=== ENUNCIADO 1 ===
Edite o trecho selecionado começando em "Toda vez que" e seguindo até "acho, falava nada.", trocando "trilhão" por "milhão".

# # # #

Toda vez que ocorre um escândalo
com um destes youtubers, eu descubro que estou ficando velho. Nunca ouvi falar
de nenhum. Para falar a verdade, não sei nem muito bem o que eles fazem. Posso
estar errado, mas a impressão que tenho é que eles fazem vídeos meios sobre
qualquer coisa que, por algum motivo que desconheço, fazem sucesso. Júlio
Cocielo é um deles. Depois do seu escândalo de racismo, ele atingiu a minha
bolha. Fui assistir algum vídeo dele, consegui por um minuto. Ele tinha (acho
que tem ainda) um trilhão de visualizadores e patrocínios de marcas
gigantescas, tipo Coca-Cola e McDonalds. Vi outros tweets dele e,
aparentemente, ele é uma pessoa muito escrota. Faz anos que ele é racista, e
ninguém, acho, falava nada.
Na semana passada, terminei de
ler A Marca Humana, de Philip Roth.
Trata-se, a meu ver, de uma das melhores obras sobre o impacto do racismo na
sociedade americana. Conta a história de Coleman Silk, renomado professor universitário
de letras clássicas que vê a carreira entrar em colapso após uma acusação de
racismo. Durante uma aula, ele usa o termo “spooks” para se referir a um aluno
que não comparece com frequência às aulas. “Spooks”, descobri no livro, era um
termo utilizado nos anos 60 como gíria para fantasma, mas que, no mesmo
período, ganhou uma conotação racista no Sul dos EUA. Negando que tenha usado o
termo com esta conotação, uma vez que não sabia a cor da pele do aluno que não aparecia nas aulas, Coleman é afastado da faculdade e vê sua esposa ter
um ataque cardíaco e morrer durante o processo de expulsão. Envolve-se, então, com uma faxineira
analfabeta da mesma universidade, causando um novo escândalo no meio
universitário e perdendo o contato com os filhos. Um pouco antes da metade do
livro, descobrimos que Coleman possui um segredo. Ele é negro. Com a pele mais
clara do que o restante da família, resolve se definir como branco num
formulário para ingresso na Marinha (à época ainda não integrada) e mantêm este
segredo até o final da vida. No final do livro, quando uma irmã dele aparece
para seu funeral (Ernestine), ficamos sabendo que a prática era comum entre
pessoas negras de pele mais clara nos EUA antes do movimento pelos direitos
civis. Perguntada pelo autor sobre qual o julgamento que ela faz da atitude do
irmão, Ernestine diz que não era o momento de julgar. Uma personagem muito
importante do livro é Delphine Roux, professora jovem cuja ação é fundamental
no processo de expulsão de Coleman da universidade. Em um dado momento, esta professora começa a enviar cartas anônimas para Coleman o ameaçando em decorrência do relacionamento dele com a faxineira. Mais para a frente,
Delphine, a jovem liberal, decide enviar uma carta para um jornal em busca de
um namorado e tenta encontrar algum jeito de deixar claro de forma implícita
que está procurando alguém branco. Como as marcas que hoje se afastam do youtuber, Delphine só combate o racismo quando isto é de alguma forma útil para sua carreira. O afastamento de Coleman foi fundamental para sua ascensão na universidade.

# # # #

=== ENUNCIADO 2 ===
Retorne cada linha dos registros que contém a palavra "hole", diferenciando maiúsculas de minúsculas.

# # # #

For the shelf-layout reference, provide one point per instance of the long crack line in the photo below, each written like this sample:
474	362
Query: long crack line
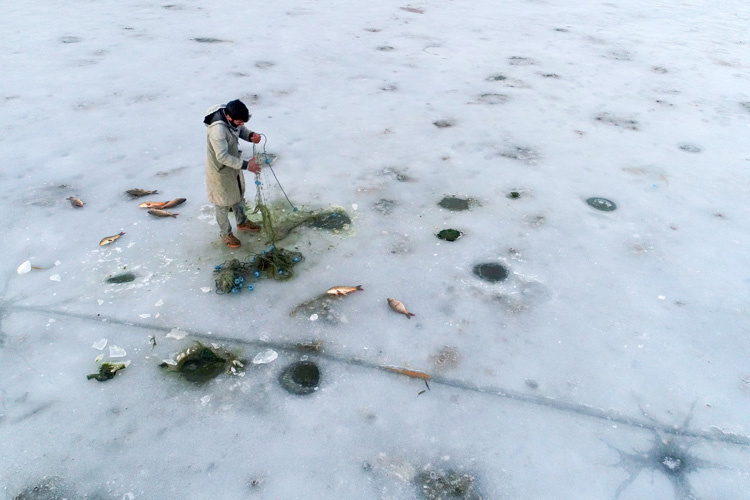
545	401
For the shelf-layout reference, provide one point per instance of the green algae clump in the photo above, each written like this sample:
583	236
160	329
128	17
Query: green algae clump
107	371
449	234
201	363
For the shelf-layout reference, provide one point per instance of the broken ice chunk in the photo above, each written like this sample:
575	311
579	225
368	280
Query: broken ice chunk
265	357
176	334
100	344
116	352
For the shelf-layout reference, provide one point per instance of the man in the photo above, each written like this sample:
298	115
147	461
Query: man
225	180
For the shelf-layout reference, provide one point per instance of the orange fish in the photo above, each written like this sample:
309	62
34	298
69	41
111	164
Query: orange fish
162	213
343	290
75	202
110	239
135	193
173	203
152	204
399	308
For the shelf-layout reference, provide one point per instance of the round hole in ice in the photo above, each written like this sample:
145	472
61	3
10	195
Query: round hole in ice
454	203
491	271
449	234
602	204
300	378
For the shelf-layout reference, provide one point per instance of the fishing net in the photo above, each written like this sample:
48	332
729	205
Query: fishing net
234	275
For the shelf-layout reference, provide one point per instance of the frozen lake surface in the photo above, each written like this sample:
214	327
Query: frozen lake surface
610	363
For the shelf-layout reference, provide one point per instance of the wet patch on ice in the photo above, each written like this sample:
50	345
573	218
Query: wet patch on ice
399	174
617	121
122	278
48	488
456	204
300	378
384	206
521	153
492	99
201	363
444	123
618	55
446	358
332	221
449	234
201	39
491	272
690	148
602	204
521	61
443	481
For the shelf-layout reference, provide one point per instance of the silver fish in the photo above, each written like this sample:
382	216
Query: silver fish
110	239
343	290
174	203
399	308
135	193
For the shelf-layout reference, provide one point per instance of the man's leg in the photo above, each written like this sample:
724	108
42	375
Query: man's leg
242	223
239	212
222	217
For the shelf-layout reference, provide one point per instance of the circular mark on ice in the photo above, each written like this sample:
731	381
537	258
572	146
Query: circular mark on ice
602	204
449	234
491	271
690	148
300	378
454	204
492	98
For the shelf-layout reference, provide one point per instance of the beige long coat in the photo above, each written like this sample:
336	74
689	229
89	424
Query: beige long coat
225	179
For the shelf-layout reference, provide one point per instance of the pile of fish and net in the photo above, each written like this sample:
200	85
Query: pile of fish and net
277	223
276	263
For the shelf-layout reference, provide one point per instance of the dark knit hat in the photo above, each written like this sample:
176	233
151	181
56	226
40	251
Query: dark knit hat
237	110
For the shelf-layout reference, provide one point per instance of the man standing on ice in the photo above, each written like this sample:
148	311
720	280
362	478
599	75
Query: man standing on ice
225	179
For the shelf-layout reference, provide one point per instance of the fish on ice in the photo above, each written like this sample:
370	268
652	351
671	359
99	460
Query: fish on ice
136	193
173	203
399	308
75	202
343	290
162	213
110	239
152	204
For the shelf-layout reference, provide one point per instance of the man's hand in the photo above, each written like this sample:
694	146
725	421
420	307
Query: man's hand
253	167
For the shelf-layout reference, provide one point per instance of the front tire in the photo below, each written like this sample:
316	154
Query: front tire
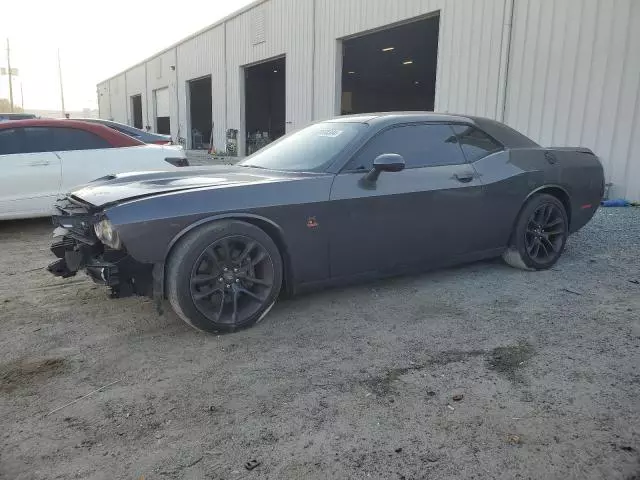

# # # #

=== RESPOSTA 1 ===
Toda vez que ocorre um escândalo
com um destes youtubers, eu descubro que estou ficando velho. Nunca ouvi falar
de nenhum. Para falar a verdade, não sei nem muito bem o que eles fazem. Posso
estar errado, mas a impressão que tenho é que eles fazem vídeos meios sobre
qualquer coisa que, por algum motivo que desconheço, fazem sucesso. Júlio
Cocielo é um deles. Depois do seu escândalo de racismo, ele atingiu a minha
bolha. Fui assistir algum vídeo dele, consegui por um minuto. Ele tinha (acho
que tem ainda) um milhão de visualizadores e patrocínios de marcas
gigantescas, tipo Coca-Cola e McDonalds. Vi outros tweets dele e,
aparentemente, ele é uma pessoa muito escrota. Faz anos que ele é racista, e
ninguém, acho, falava nada.

=== RESPOSTA 2 ===
For the shelf-layout reference, provide one point per instance of the round hole in ice in the photo above, each written like this sample:
Query: round hole in ice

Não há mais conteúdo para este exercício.